__Given data__.
++++++

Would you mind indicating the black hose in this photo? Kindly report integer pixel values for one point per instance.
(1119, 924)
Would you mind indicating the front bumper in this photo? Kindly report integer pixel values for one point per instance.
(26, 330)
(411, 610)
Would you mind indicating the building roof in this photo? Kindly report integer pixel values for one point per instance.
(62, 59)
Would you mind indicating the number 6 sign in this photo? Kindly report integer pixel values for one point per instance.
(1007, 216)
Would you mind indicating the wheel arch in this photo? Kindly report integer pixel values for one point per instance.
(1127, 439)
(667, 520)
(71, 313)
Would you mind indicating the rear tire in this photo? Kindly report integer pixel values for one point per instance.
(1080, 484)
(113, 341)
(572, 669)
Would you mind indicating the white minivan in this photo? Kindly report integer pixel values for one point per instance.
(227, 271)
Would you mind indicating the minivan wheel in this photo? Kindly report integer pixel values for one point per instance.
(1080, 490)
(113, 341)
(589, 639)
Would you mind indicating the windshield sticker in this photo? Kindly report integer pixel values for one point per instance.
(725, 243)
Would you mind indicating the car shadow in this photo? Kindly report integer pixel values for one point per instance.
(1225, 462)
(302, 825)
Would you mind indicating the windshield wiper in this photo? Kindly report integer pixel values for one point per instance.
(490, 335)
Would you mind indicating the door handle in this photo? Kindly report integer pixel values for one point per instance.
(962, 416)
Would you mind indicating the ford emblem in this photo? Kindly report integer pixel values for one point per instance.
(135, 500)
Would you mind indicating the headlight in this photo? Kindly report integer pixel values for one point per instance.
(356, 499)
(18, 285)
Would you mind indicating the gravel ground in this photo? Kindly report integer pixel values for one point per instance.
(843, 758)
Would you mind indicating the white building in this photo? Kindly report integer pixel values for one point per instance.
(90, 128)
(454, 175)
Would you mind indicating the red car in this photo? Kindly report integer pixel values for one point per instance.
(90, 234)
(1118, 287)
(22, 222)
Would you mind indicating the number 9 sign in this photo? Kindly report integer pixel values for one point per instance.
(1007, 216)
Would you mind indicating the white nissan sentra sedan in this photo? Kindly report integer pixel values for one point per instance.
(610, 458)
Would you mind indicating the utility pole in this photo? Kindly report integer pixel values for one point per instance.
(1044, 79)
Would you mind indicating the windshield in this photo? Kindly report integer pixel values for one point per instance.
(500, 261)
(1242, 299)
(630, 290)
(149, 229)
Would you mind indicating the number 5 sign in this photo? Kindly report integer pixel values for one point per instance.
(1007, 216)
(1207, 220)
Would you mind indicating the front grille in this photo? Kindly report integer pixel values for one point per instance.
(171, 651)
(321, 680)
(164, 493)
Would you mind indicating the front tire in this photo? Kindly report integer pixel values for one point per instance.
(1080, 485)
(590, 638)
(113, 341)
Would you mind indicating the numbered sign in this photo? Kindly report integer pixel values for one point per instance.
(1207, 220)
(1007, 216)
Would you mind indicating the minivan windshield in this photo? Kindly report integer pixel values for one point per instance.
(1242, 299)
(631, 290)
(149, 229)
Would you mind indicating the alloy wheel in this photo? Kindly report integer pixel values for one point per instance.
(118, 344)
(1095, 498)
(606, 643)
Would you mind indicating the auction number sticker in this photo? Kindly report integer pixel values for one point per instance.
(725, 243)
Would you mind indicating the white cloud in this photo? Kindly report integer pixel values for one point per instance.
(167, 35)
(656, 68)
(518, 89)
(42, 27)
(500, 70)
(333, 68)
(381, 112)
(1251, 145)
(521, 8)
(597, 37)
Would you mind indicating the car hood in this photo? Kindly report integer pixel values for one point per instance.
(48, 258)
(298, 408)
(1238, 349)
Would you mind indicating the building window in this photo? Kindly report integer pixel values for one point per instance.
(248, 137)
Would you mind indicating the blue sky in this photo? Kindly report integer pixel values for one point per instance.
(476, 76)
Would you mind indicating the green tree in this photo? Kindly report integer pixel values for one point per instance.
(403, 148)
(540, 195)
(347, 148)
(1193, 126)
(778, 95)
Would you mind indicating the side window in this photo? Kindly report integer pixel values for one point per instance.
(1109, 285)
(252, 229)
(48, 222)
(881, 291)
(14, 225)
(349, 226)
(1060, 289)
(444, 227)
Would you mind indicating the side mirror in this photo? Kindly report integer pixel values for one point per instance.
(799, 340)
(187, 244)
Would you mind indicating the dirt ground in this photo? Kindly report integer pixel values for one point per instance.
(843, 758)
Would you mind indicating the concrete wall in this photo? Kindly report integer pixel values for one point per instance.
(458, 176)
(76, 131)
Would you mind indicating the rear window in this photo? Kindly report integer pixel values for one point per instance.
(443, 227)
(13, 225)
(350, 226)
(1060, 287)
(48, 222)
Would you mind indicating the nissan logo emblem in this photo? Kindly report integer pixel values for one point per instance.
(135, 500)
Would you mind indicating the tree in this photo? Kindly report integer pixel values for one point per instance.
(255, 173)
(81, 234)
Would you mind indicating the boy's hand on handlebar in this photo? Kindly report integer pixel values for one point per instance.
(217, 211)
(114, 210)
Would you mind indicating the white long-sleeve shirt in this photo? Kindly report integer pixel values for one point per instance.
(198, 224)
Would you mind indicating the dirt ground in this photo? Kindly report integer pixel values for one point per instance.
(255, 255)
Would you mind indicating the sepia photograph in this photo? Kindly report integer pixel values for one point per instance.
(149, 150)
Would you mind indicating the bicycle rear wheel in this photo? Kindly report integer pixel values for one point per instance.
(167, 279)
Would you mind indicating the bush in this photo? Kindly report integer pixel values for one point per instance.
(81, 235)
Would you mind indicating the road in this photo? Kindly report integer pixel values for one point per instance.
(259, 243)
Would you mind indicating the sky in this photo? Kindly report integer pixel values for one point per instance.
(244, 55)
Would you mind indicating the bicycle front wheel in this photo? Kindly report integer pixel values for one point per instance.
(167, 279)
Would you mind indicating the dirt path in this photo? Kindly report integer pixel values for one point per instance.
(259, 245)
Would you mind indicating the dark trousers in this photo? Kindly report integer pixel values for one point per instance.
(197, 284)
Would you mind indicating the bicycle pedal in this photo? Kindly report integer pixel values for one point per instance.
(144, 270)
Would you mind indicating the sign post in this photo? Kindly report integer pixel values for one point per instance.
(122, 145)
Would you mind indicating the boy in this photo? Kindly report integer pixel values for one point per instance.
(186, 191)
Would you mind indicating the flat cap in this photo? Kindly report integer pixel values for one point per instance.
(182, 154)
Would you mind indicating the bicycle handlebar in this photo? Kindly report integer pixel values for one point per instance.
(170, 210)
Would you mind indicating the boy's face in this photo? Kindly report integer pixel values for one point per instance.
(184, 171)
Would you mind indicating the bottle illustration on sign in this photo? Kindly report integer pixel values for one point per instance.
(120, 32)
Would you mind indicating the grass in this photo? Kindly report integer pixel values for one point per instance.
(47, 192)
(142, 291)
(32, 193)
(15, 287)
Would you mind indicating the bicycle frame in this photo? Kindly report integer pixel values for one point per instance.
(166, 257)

++++++

__Task directions__. Reproduce each entry word for word.

__Completed exercise__.
Would you mind indicating the black hose in this photo? Kindly report integer pixel values for one point per instance.
(1119, 924)
Would you mind indicating the front bumper in this photo? Kindly report integer pixel values for one point per instance.
(26, 330)
(411, 610)
Would you mind indicating the building roof in this photo? Kindly report integer pixel values for one point per instance.
(62, 59)
Would you mind indicating the number 6 sign in this photo? Kindly report integer pixel values for one point per instance.
(1007, 216)
Would you mind indicating the wheel arch in this photo? Kindly report integer pixel values for one point per instance.
(1127, 439)
(667, 520)
(71, 313)
Would you mind indicating the rear tire in this photo? Kindly report integer pixel values for one point per instance.
(1080, 484)
(113, 341)
(572, 669)
Would you mind indicating the white minivan in this photo? Kindly report integer pixel values for one point per instance.
(227, 271)
Would you mind indicating the minivan wheel in this photo? Kindly report integer pixel values for one point per instance.
(1080, 490)
(113, 341)
(589, 639)
Would you mind indicating the windshield sticker in this photo? Kindly report integer pixel values for one point per instance.
(725, 243)
Would you mind indicating the car shadow in this photo? Kindly report integer pixel values for one point per instance.
(1225, 462)
(302, 825)
Would you mind indicating the windshield wiper in this photo? Kindly report integer pixel values for one point per instance.
(490, 335)
Would you mind indicating the door handle in this photo? Kindly report integer pixel values for one point per instance.
(962, 416)
Would you mind indicating the ford emblem in this photo? Kindly report integer pixel values for one point per instance.
(135, 500)
Would you mind indicating the headlight in this photo? Kindly report integer pixel values for one point per instance.
(356, 499)
(18, 285)
Would you mind indicating the gravel ground in this photo? Kindly report integer pixel values for one point per instance.
(843, 758)
Would you mind indicating the white building in this photo? Kindly report integer pixel values for one point per instance.
(90, 128)
(454, 175)
Would you mind indicating the red car in this photo? Kindly report integer pixel values for one point per instance.
(90, 234)
(1118, 287)
(22, 222)
Would you mind indicating the number 9 sign in this photo? Kindly report integer pixel values for one point per instance.
(1007, 216)
Would you mind indicating the white nissan sentra sedan in this photo? Kindly report integer pixel values for one point per instance.
(610, 458)
Would you mind indicating the utility pole in this photo? Kindly report integer pixel values for one point per instance.
(1044, 79)
Would you mind indicating the windshield in this photo? Kindly report integer pixel values for one point per instance.
(500, 261)
(1242, 299)
(630, 290)
(149, 229)
Would you mind indicating the number 5 sign in this photo? Kindly report integer pixel values for one point per instance.
(1007, 216)
(1207, 220)
Would you mind indicating the front grille in this photo? Kindly report integer pixel values for one point per instance.
(171, 651)
(321, 680)
(164, 493)
Would you mind indicating the front tire in this photo? Kindly report integer pixel values for one point per instance.
(1080, 485)
(590, 638)
(113, 341)
Would you mind indicating the numbered sign in this photo? Kindly report integer pixel values for one point per instance.
(1207, 220)
(1007, 216)
Would you mind indicating the minivan windshield in this photo? Kindly report integer pixel values for one point per instance.
(1242, 299)
(631, 290)
(149, 229)
Would you mind indicating the alloy wheel in this photo? Kindly report integer pixel values for one point per instance.
(118, 344)
(1095, 498)
(606, 643)
Would you mind indicating the auction number sticker in this photo? Kindly report integer pixel values for one point per instance.
(725, 243)
Would you mind indicating the white cloud in this photo? Kindly report integer pixel values for one point per instance.
(167, 35)
(656, 68)
(518, 89)
(42, 27)
(500, 70)
(333, 68)
(381, 112)
(1251, 145)
(521, 8)
(597, 37)
Would you mind indicating the car hood in this photo? Kindly report integer pixel values for one point per instance.
(48, 258)
(298, 408)
(1238, 349)
Would you mind indicating the building window in this photo? Kindly report integer pixel values for one point per instance.
(248, 137)
Would you mind indicating the blue sky in this photo? Kindly report integer pixel values for one point per instance.
(476, 76)
Would you mind indicating the green tree in this photo? Kindly report integer pixel values for one point per instance.
(403, 148)
(540, 195)
(347, 148)
(1193, 126)
(778, 95)
Would you mind indicating the side window in this photo? Kindly report integer pixel values for one point per instance.
(1109, 285)
(252, 229)
(48, 222)
(881, 291)
(14, 225)
(349, 226)
(1060, 289)
(444, 227)
Would you mind indicating the side mirror in this photo? Kindly report integer pixel values for one point per instance.
(799, 340)
(187, 244)
Would you mind indicating the dirt ground in this photo? Kindly report integer pixel values for one point per instance.
(843, 758)
Would you mind indicating the concrete wall in this photo? Kindly report integer pixel values for one point per instance.
(458, 176)
(76, 131)
Would you mind indicating the rear window in this photo? Kindly report integer pixel values for one point per instance.
(443, 227)
(13, 225)
(350, 226)
(1060, 287)
(48, 222)
Would you mind indicating the nissan logo emblem in this photo? Kindly report integer pixel values for one point per instance.
(135, 500)
Would you mind indicating the tree in this photo? Kindly report integer pixel values for one point per instance.
(255, 173)
(81, 234)
Would you mind indicating the boy's hand on handlebar in this photo? Kindly report integer pixel values for one point per instance.
(217, 211)
(114, 210)
Would you mind indicating the white long-sleeve shirt in this photo? Kindly report integer pixel values for one point per instance.
(198, 224)
Would you mind indicating the dirt ground in this photo? Kindly report integer pixel values for one point per instance.
(255, 255)
Would you mind indicating the sepia photograph in this photo? Kindly report integer pixel values for one point per instance.
(149, 150)
Would you mind indicating the bicycle rear wheel in this photo? Kindly report integer pixel values for one point per instance.
(167, 279)
Would you mind indicating the bush in this photo? Kindly report integer pixel values for one point per instance.
(81, 235)
Would you mind indicating the road in this photo? Kindly report integer pixel values for one point per instance.
(259, 243)
Would you mind indicating the sky in this photo? Kindly report integer pixel values for one point per instance.
(244, 55)
Would you mind indicating the bicycle front wheel in this photo? Kindly report integer pixel values for one point per instance.
(167, 279)
Would you mind indicating the dirt path in this photo? Kindly report integer pixel values for one point per instance.
(259, 245)
Would you mind indicating the dark trousers in this photo? Kindly report integer pixel values for one point per instance.
(197, 284)
Would you mind indicating the bicycle pedal in this photo? Kindly report integer pixel values for one point per instance.
(144, 270)
Would you mind indicating the sign post in this photo? Kindly report integer pixel values for one point per instance.
(122, 145)
Would you mind indicating the boy in this photo? Kindly report integer pixel values for one point per instance.
(186, 191)
Would you mind indicating the flat cap in this photo? Kindly report integer pixel values for one point per instance.
(182, 154)
Would you mind indicating the bicycle handlebar in this photo? Kindly report integer pixel values for one point per instance.
(170, 210)
Would you mind indicating the boy's face in this photo? Kindly report integer pixel values for one point per instance.
(184, 171)
Would you mind indicating the bottle illustration on sign in this photo? Kindly report integer pixel values for one point per instance.
(120, 32)
Would you mind indicating the grass in this photo? Kindly report integer pixel values for one point per instance.
(47, 192)
(142, 291)
(32, 193)
(15, 287)
Would you mind indicating the bicycle frame in this photo? Kindly report integer pixel values for one point per instance.
(166, 257)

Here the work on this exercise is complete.